*Records to process*.

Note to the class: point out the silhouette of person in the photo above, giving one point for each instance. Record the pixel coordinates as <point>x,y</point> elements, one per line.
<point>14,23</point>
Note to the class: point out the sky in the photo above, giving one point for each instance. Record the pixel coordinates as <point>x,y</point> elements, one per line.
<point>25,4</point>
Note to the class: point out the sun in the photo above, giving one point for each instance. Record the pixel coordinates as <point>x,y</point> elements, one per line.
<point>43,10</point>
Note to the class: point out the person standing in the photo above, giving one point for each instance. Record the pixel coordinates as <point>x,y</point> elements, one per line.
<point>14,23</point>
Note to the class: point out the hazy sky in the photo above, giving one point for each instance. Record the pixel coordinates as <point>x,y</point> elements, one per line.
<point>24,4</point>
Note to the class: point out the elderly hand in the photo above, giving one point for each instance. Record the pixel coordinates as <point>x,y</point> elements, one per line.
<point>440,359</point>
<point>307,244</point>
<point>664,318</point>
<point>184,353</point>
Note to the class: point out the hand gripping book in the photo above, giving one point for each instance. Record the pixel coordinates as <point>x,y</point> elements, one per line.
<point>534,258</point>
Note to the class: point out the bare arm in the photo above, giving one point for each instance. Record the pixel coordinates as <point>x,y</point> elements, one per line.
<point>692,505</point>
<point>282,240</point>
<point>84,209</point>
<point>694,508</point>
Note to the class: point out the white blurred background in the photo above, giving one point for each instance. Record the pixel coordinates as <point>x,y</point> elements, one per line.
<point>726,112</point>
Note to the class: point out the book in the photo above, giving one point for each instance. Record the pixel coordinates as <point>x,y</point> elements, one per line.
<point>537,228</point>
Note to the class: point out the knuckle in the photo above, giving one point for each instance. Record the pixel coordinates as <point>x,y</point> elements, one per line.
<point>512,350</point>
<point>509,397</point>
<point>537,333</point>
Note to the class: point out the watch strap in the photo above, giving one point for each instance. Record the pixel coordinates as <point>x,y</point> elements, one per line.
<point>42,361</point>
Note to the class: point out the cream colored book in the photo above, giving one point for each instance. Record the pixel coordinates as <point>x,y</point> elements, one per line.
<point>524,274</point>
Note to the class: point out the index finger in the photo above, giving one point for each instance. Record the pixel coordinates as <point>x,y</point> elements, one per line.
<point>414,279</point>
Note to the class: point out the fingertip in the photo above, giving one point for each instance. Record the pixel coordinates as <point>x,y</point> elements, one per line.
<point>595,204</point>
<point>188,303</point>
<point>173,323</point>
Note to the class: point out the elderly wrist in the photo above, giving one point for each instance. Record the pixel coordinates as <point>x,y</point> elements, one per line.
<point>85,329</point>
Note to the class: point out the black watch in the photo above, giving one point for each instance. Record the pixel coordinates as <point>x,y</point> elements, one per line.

*Problem statement*.
Each line of the material above needs to be quoted exactly, please.

*Output below*.
Note to the class: point out the silhouette of person in the photo above, giving one point for each instance. Record the pixel coordinates as <point>x,y</point> elements, one per line.
<point>14,23</point>
Note to the class: point out the sky in the photo above, giving one point for each instance. Record the pixel coordinates as <point>x,y</point> elements, one per line.
<point>25,4</point>
Note to the class: point out the sun in the photo above, giving one point for each instance. Record the pixel coordinates as <point>x,y</point> elements, one per line.
<point>43,10</point>
Note to the class: point out the person standing in the photo above, giving one point for each instance. Record the pixel coordinates as <point>x,y</point> elements, one per line.
<point>14,23</point>
Note to the class: point out the hazy sky in the photo above, giving one point for each instance. Record the pixel coordinates as <point>x,y</point> elements, one per line.
<point>24,4</point>
Note to the class: point out the elderly hand in the photo above, giving one point for each instance. Record the pixel coordinates as <point>x,y</point> elements, one per line.
<point>440,359</point>
<point>307,244</point>
<point>664,318</point>
<point>184,353</point>
Note to the class: point out the hand gripping book in the photo above, giving one point for each instance. Record the pixel coordinates as <point>x,y</point> elements, one per line.
<point>534,258</point>
Note to the class: point out the bare arm in the photo above, giving one point for each instance. Record the pixel coordinates as <point>x,y</point> elements, one per line.
<point>692,505</point>
<point>282,240</point>
<point>84,209</point>
<point>694,508</point>
Note to the class: point out the white blurred background in the photo above, giving one point for each instance. Record the pixel coordinates as <point>x,y</point> elements, one per line.
<point>726,112</point>
Note to the class: point out the book in the photo above, giving one point for each instance. Record the pixel coordinates as <point>x,y</point> elements, one per line.
<point>537,228</point>
Note to the class: point out the knuckle in the photo above, giving one point for each instance. Record the pixel coordinates as <point>x,y</point> elements, one per line.
<point>512,350</point>
<point>509,397</point>
<point>537,333</point>
Note to the class: point out the watch strap in the photo above, giving one point for each instance. Record the pixel coordinates as <point>x,y</point> elements, one per line.
<point>42,361</point>
Note to the class: point out the cream colored book in the photo above, giving one point for each instance. Record the pixel coordinates as <point>x,y</point> elements, one per line.
<point>524,274</point>
Note to the class: point out the index finger in the photo above, giving one point for each instance. Record the pixel coordinates as <point>x,y</point> elements, one per line.
<point>414,279</point>
Note to the class: point out the fingertip in the photo above, giving one point for each instance. Record the pixel coordinates as <point>x,y</point> elements, one per line.
<point>595,204</point>
<point>188,303</point>
<point>173,323</point>
Note to the class: point out the elderly wrist in the photo above, giving one point for each instance. Record the pixel coordinates as <point>x,y</point> elements, one per line.
<point>85,329</point>
Note to the class: point out the black watch in the photo above, giving one point for each instance. Record the pixel coordinates as <point>x,y</point> elements, one per line.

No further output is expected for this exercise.